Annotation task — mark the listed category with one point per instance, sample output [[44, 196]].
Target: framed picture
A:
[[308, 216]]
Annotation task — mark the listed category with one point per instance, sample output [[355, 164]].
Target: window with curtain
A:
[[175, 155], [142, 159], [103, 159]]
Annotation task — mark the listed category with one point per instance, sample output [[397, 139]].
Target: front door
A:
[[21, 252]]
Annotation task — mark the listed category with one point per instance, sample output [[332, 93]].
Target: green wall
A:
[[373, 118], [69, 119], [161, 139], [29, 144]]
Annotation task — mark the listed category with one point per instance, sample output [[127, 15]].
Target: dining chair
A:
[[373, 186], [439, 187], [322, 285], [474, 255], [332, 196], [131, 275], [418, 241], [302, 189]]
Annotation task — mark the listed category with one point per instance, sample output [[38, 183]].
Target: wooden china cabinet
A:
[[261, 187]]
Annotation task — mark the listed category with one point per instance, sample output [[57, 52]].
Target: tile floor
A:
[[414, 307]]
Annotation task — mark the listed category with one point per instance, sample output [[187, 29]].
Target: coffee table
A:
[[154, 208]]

^^^^

> _Exercise directions_
Each line above must be reproduced exactly as it stands.

> _Reply_
Annotation task — mark the listed category with one point per instance, sample output [[44, 196]].
Target: framed picture
A:
[[308, 216]]
Annotation task — mark the listed category with one point per instance, sample output [[355, 164]].
Target: window with curtain
A:
[[175, 155], [142, 159], [103, 159]]
Annotation task — mark the listed category with one point per instance, sample output [[397, 139]].
Target: front door
A:
[[21, 252]]
Annotation task — mark the listed category with one point per instance, sample output [[332, 93]].
Target: green wall
A:
[[373, 118], [69, 119], [161, 139], [29, 144]]
Annotation task — mark the listed category with one point per instance, sample output [[127, 15]].
Target: dining chair
A:
[[373, 186], [439, 187], [322, 285], [474, 255], [332, 196], [131, 275], [418, 241], [302, 189]]
Annotation task — mark the listed category with one point per instance, sample output [[38, 183]].
Target: wooden china cabinet
A:
[[261, 187]]
Annotation task — mark the listed category with one point per instance, sample output [[57, 52]].
Target: tile floor
A:
[[414, 307]]
Annotation task — mark the listed category with one point per instance, sample output [[187, 29]].
Target: coffee table
A:
[[154, 208]]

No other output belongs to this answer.